What to produce: List every line in the data below that contains the word "concrete".

Data for this exercise:

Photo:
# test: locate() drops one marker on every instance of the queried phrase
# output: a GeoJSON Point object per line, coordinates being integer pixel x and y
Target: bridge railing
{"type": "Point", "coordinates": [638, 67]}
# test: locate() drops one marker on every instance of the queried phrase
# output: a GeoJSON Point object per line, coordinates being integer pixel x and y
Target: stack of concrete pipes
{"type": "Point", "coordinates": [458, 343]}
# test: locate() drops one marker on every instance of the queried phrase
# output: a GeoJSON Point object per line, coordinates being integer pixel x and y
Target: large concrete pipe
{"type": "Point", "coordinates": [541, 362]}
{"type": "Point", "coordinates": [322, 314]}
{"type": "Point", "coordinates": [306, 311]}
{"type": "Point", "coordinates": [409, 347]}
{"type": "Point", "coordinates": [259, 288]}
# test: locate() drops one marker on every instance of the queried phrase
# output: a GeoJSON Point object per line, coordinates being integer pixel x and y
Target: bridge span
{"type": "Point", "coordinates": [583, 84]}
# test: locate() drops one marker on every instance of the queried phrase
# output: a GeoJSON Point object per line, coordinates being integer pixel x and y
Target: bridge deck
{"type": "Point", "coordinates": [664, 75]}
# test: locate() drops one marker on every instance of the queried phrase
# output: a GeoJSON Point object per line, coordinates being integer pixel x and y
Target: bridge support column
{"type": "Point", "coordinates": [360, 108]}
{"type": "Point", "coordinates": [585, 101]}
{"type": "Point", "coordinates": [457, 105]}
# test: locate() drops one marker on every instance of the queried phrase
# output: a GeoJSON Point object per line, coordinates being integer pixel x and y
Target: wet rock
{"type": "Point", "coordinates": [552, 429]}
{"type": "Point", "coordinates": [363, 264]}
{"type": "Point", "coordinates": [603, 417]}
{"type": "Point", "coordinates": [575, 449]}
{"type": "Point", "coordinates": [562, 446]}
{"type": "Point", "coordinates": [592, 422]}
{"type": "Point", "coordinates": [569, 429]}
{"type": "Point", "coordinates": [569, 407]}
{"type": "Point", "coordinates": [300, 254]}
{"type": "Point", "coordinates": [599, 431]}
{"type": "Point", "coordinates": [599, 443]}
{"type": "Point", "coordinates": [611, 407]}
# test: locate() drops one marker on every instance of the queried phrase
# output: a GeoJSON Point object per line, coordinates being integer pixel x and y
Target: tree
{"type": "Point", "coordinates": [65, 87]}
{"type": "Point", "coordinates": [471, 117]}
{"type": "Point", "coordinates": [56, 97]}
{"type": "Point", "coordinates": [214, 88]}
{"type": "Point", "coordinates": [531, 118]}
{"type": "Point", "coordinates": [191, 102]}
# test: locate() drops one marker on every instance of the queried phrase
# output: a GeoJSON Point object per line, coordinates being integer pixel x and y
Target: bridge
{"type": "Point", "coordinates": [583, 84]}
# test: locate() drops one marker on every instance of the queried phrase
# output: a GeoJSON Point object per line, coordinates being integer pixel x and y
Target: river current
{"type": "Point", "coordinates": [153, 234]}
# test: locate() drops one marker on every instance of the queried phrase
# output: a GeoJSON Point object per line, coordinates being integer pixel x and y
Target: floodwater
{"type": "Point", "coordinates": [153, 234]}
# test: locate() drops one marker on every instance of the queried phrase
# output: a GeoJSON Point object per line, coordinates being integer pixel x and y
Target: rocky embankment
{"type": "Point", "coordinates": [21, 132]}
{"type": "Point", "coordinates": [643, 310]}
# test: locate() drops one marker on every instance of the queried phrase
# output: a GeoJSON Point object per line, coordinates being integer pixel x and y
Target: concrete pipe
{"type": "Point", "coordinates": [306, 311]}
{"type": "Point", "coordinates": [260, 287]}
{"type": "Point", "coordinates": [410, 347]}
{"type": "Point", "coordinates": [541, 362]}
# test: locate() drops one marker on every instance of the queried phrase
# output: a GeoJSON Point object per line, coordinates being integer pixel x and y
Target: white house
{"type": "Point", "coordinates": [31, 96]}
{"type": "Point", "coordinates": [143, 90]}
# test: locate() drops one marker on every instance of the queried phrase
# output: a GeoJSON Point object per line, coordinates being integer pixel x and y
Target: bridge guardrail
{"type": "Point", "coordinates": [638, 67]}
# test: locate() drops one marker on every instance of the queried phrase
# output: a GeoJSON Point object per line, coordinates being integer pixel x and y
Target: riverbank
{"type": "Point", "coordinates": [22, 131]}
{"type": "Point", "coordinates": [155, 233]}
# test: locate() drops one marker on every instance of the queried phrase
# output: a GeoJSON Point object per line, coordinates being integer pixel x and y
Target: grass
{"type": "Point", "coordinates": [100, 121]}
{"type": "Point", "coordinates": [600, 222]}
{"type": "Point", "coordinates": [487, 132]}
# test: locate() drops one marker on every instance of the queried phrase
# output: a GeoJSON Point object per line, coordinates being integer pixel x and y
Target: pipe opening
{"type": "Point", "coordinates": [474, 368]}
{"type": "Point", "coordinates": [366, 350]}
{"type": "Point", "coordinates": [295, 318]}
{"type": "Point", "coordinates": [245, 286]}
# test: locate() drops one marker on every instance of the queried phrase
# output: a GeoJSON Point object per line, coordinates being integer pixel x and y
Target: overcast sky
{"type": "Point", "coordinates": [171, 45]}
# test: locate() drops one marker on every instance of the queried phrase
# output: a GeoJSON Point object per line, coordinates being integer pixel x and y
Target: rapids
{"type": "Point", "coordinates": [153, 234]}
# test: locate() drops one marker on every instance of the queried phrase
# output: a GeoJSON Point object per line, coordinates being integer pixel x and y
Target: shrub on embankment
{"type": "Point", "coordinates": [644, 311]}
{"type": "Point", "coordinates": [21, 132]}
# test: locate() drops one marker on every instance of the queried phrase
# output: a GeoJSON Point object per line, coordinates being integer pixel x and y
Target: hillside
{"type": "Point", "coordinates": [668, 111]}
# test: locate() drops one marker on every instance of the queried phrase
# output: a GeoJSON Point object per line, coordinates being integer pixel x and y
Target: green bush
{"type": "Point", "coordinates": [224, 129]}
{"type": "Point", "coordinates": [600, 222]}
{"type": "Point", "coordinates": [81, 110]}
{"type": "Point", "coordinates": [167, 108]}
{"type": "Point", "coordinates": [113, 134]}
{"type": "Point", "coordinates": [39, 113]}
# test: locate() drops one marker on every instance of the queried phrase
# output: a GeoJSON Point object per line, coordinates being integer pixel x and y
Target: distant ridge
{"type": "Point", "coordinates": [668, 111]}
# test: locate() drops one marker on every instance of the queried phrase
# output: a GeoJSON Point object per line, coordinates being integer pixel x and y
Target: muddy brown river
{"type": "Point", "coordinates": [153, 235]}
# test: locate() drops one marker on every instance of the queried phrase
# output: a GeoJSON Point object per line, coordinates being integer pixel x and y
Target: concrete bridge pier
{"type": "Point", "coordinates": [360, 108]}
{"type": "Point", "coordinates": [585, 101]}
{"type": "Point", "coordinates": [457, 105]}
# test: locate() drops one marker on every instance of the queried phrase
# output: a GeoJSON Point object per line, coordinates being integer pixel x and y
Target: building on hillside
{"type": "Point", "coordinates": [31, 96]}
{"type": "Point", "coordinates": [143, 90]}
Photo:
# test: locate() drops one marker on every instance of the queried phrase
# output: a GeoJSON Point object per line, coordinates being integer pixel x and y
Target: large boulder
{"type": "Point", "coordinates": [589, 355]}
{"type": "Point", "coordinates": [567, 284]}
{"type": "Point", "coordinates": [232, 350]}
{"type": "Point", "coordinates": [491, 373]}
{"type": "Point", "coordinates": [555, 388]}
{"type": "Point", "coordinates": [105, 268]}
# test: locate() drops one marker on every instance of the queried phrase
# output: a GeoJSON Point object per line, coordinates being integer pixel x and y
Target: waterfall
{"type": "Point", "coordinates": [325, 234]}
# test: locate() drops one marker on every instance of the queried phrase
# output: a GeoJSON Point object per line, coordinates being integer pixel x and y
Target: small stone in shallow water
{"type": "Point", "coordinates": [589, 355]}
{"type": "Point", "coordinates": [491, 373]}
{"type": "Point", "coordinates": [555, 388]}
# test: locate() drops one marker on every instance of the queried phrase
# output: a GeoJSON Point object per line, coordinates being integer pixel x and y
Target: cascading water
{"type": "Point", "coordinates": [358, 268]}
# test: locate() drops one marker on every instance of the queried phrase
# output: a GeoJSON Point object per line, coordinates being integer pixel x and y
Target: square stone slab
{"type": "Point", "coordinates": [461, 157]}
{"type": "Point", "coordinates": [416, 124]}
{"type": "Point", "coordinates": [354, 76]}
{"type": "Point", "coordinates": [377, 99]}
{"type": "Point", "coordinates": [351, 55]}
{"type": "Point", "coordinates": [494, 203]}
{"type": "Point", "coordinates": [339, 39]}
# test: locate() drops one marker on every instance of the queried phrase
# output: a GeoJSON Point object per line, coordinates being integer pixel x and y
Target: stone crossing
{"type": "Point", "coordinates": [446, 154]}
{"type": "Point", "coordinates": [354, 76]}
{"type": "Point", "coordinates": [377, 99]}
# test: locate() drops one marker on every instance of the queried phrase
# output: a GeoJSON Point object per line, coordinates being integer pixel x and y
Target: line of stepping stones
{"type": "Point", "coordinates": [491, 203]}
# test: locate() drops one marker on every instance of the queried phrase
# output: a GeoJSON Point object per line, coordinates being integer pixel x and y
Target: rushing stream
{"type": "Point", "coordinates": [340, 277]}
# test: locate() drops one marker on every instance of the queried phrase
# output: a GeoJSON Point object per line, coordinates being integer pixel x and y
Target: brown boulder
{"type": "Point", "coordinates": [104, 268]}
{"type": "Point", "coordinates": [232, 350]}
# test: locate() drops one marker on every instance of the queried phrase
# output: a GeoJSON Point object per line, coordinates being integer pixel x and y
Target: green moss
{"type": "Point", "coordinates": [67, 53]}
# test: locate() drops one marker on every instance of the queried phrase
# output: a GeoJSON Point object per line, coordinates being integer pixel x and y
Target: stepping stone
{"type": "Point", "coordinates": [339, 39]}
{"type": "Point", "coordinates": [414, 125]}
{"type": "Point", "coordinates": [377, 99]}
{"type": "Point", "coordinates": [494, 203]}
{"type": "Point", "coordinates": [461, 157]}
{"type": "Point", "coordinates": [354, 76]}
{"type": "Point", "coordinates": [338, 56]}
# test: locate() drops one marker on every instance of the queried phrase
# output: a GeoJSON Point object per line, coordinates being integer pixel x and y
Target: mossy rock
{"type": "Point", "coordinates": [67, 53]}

Written response:
Target: stack of concrete pipes
Target: large concrete pipe
Target: concrete pipe
Target: concrete bridge pier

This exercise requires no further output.